Pointing records
_ _ _ _ _
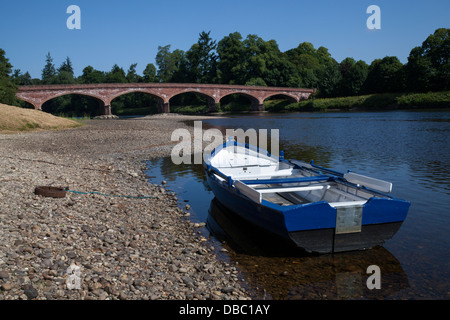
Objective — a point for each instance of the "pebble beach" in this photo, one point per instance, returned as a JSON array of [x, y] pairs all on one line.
[[126, 238]]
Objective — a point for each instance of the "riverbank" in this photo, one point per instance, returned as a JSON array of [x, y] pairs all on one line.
[[126, 248], [381, 101], [378, 101]]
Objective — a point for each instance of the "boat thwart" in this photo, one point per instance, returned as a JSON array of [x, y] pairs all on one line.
[[315, 208]]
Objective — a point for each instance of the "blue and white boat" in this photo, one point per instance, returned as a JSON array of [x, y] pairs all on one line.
[[314, 208]]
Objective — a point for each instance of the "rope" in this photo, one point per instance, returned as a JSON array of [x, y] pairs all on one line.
[[111, 195]]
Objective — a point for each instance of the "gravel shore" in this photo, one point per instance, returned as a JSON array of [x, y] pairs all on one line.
[[92, 246]]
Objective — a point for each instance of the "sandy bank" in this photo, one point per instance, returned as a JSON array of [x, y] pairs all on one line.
[[126, 248]]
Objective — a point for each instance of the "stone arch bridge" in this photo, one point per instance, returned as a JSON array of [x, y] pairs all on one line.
[[105, 93]]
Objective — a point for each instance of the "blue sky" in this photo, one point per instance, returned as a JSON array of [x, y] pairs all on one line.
[[126, 32]]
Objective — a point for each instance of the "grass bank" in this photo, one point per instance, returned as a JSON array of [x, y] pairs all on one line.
[[16, 119], [365, 102]]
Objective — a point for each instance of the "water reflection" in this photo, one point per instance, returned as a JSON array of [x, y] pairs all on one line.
[[276, 271], [409, 149], [272, 269]]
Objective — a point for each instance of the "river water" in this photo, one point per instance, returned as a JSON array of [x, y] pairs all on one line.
[[411, 149]]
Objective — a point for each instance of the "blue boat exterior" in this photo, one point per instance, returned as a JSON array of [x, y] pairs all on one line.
[[312, 225]]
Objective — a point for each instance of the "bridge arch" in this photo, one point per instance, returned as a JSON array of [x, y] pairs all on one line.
[[256, 104], [106, 92], [82, 107], [141, 101], [290, 97], [210, 99], [134, 90]]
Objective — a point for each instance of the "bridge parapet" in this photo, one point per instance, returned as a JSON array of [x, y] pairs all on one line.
[[105, 93]]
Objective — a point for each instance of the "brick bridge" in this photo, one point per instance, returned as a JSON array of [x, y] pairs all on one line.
_ _ _ _ _
- [WORK INSTRUCTIONS]:
Return all of the items above unchanged, line for line, and leave the pictures out.

- [WRITTEN SOLUTION]:
Objective — a point for each instance of the "pebble beach" in this photo, one point per instance, returned as a JSON array of [x, y] pairs all on one line.
[[126, 238]]
Objective — a point for each instance of the "riverbank" in this photo, one point per instance, returned as a JSON array of [x, y] pairs all on one line.
[[126, 248], [381, 101], [378, 101]]
Objective — a point for each instance of the "boat thwart" in this photo, one point per instance, returned as a JSON array of [x, y] pairs all on one line.
[[315, 208]]
Objective — a point for each instance of the "blue and white boat" in this photo, one point per instance, returned as a JSON array of [x, y] pairs all on one line.
[[314, 208]]
Objective — a point for each instance of the "rope" in this photo, one point per instance, returned as a JSON array of [x, y] pairs all on one line.
[[111, 195]]
Objective — a point for each instance of the "gravel shore" in this photo, one point per instance, returned as a JSON array of [x, y] pairs all on one line.
[[92, 246]]
Objective — a point for each instance of the "sandy bank" in this photo, one point per instance, returned as a JSON array of [x, y] pairs all on one line.
[[126, 248]]
Objective — a point for each instance of the "stone arch bridge" in this photo, one point per instance, returned as a JSON array of [x, y] pairs all on one line.
[[105, 93]]
Objective — a point for each instance of the "blue sky" in this photo, one point per instance, returned as a JSON array of [x, y] pairs all on one line.
[[126, 32]]
Objective — a point for each instance of the "grass bank" in this photo, one point per instance, returned as a JSON array of [x, y] pairs all on one line.
[[16, 119], [365, 102]]
Objective — a point for each instance of the "water reflection" in this photo, one point per instance, returned as a JSON array of [x, y] pairs all on one line.
[[276, 271], [409, 149], [272, 269]]
Objective — a point for each instance of the "river water" in this photo, one point per instance, returned as a JSON array of [x, y] pairs all on one line.
[[411, 149]]
Objective — a point for each instance of the "blue boat exterior" in this photo, one point per instance, returned as a JSON array of [x, y] pairs all on one line.
[[312, 225]]
Objective — a point for each instance of the "bridge arch" in this photo, one point per instance, returned as a JSON array of [x, y] pairs all on one line.
[[256, 104], [106, 92], [82, 107], [141, 101], [290, 97], [210, 99], [134, 90]]
Objective — a point for each instance of the "bridge parapet" in this photo, one point per instance, returned as a JSON array of [x, y] pairs all on one line.
[[105, 93]]
Objective — a point for each instance of the "brick bridge" in this photo, one point per instance, returned as a JSON array of [x, y] pairs all on one line.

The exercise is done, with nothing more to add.